## Task to carry out
Can you change every "gray" in the items below to "blue" and leave everything else as it is? Leave the pictures out of your answer.

(Items from an annotation dataset)
>>

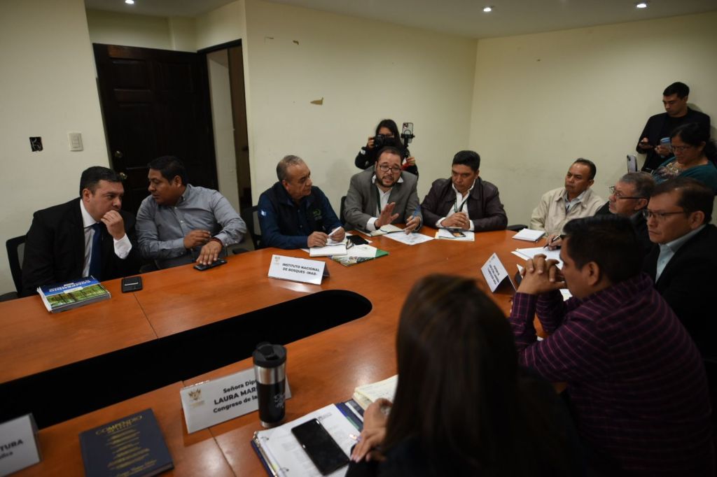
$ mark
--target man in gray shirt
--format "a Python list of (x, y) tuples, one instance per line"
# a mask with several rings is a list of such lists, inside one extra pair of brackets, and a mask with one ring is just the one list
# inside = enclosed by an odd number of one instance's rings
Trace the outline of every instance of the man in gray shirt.
[(184, 165), (174, 156), (149, 163), (149, 192), (137, 212), (142, 256), (166, 269), (215, 261), (224, 247), (238, 244), (247, 225), (217, 191), (186, 183)]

<<

## Output for this exercise
$ mark
--target man in blue shirt
--format "a Python list of (x, y) tuples, one instance per line"
# a mask with several rings is a list of such lists, inside one extra pair of brackets, and a mask with one ring is just the one list
# inside = enclosed by an odd number of one instance's rings
Trace the outline of every instance of the man in blue shirt.
[(184, 165), (174, 156), (149, 163), (149, 192), (137, 212), (142, 256), (166, 269), (215, 261), (224, 247), (238, 244), (247, 225), (217, 191), (186, 183)]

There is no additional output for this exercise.